● **Extrait présenté**
◆ ◆ ◆ ◆
Ses critiques envers Lénine sont acerbes comme le montre cette appréciation relevée dans une lettre adressée à un ami à cette époque : « c’est un maniaque incurable qui signe des décrets en
qualité de chef du gouvernement russe, au lieu de suivre un traitement hydrothérapique sous la surveillance d’un aliéniste expérimenté..». . En dépit de ces variations partisanes, Bazarov reste à
l’écart de tout engagement au sein du parti menchévique. Il y garde cependant des liens qui lui seront utiles après la Guerre civile.
En effet, quand la paix revient en 1921, lors de l’établissement de la NEP, Bazarov est recruté par le Gosplan créé en février de cette dernière année. Il y rencontre d’autres spécialistes, dont
Vladimir Groman et Stanislav Strumiline, et pose avec eux les premiers pas d’une planification économique dans un pays laissé exsangue par le « communisme de guerre » et les combats contre les
armées blanches. L’apport de Bazarov à cet instant, probablement favorisé par son long voisinage avec l’œuvre de Bogdanov (et sa célèbre « tectologie »), est particulièrement innovant quand on
considère la faiblesse de la maîtrise des mouvements économiques par les États à cette époque, notamment en Occident. Il propose pour la nouvelle URSS une planification prévisionnelle appuyée sur
des lois scientifiques afin de maîtriser la production économique. À cette fin, il définit des objectifs tenant compte de la demande, de l’offre, des entrées, des sorties (input-output). Bazarov
offre une contribution très originale au marxisme car elle annonce les plans quinquennaux des décennies suivantes tout en essayant de répondre à la question de la victoire, sur le terrain
économique, du socialisme sur le capitalisme. Il est vrai que l’alternative aux lois du marché reste une interrogation fondamentale de l'économie politique qui, jusqu’à aujourd’hui, n’a pas
encore été tranchée.
◆ ◆ ◆ ◆
● **Matériel fourni**
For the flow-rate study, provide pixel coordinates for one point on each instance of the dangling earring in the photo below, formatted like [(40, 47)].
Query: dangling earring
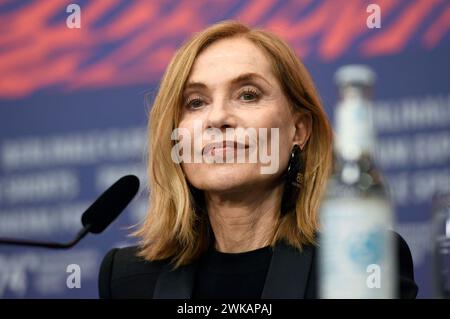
[(293, 180)]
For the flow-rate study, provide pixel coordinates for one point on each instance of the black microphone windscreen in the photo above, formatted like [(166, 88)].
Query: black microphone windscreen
[(110, 204)]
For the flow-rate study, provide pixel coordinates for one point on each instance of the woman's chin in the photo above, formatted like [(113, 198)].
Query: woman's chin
[(225, 179)]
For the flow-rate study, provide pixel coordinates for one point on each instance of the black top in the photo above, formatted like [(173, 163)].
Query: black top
[(291, 274), (232, 275)]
◆ ◆ ◆ ◆
● **Consigne 1**
Énumérez, d'après l'extrait consacré à Bazarov, les éléments dont tiennent compte les objectifs qu'il définit pour la planification.
● **Consigne 2**
Selon l'extrait sur Bazarov, en quel mois et en quelle année le Gosplan a-t-il été créé ?
● **Consigne 3**
Poursuivez l'extrait consacré à Bazarov à partir de sa dernière phrase.

● **Réponse 1**
La demande, l'offre, les entrées et les sorties (input-output).

● **Réponse 2**
Le Gosplan a été créé en février 1921.

● **Réponse 3**
Le lancement de l’industrialisation par Staline en 1928 bouleverse l’organisation d’un État qui se stabilise à peine sous le système de la NEP. De fait, les débuts de cette politique aussi
volontariste que brutale sont chaotiques. Les résultats escomptés sont loin d’être partout réalisés, situation que le Parti explique par des résistances multiformes. En avril 1928, la presse
annonce la découverte d'une « entreprise de sabotage industriel » dans la région de Chakhty. Cinquante-trois « spécialistes bourgeois » sont arrêtés, jugés et condamnés au cours d'un procès
public censé populariser le mythe du « saboteur à la solde de l'étranger ». En mars 1930, Staline, inquiet des troubles provoqués par la mise en œuvre d’une collectivisation qu’il a lui-même
décidée, publie dans la Pravda un article célèbre, « Le vertige du succès », qui évoque les réussites mais aussi et surtout « leurs ombres ». En mai suivant, débutent des procès collectifs de
savants et d'ingénieurs. Ils annoncent dans leur organisation les grandes purges des années suivantes (accusés sous contrôle, aveux appris par cœur, interrogatoires préparés d’avance).
Bazarov est arrêté peu après avec d’autres spécialistes (dont Soukhanov, Groman, Riazanov). En mars 1931, il est impliqué dans le « procès des mencheviks » qui se tient à Moscou et qui vise cette
fois-ci, à un niveau supérieur des jugements précédents, les économistes supposés coupables d’avoir condamné le rythme trop élevé de l'industrialisation et d’y avoir résisté. En dépit des
pressions qu’il subit, Bazarov refuse de reconnaître sa culpabilité, à l’inverse d’autres accusés. Il résiste suffisamment pour que sa comparution ne puisse être mise en œuvre. Il se voit
toutefois infliger une condamnation à une peine de 18 mois d’emprisonnement aussitôt suivie d’un exil en province. Autorisé à revenir à Moscou en 1935, Bazarov y meurt quatre ans plus tard, à
l’âge de soixante cinq ans, de maladie.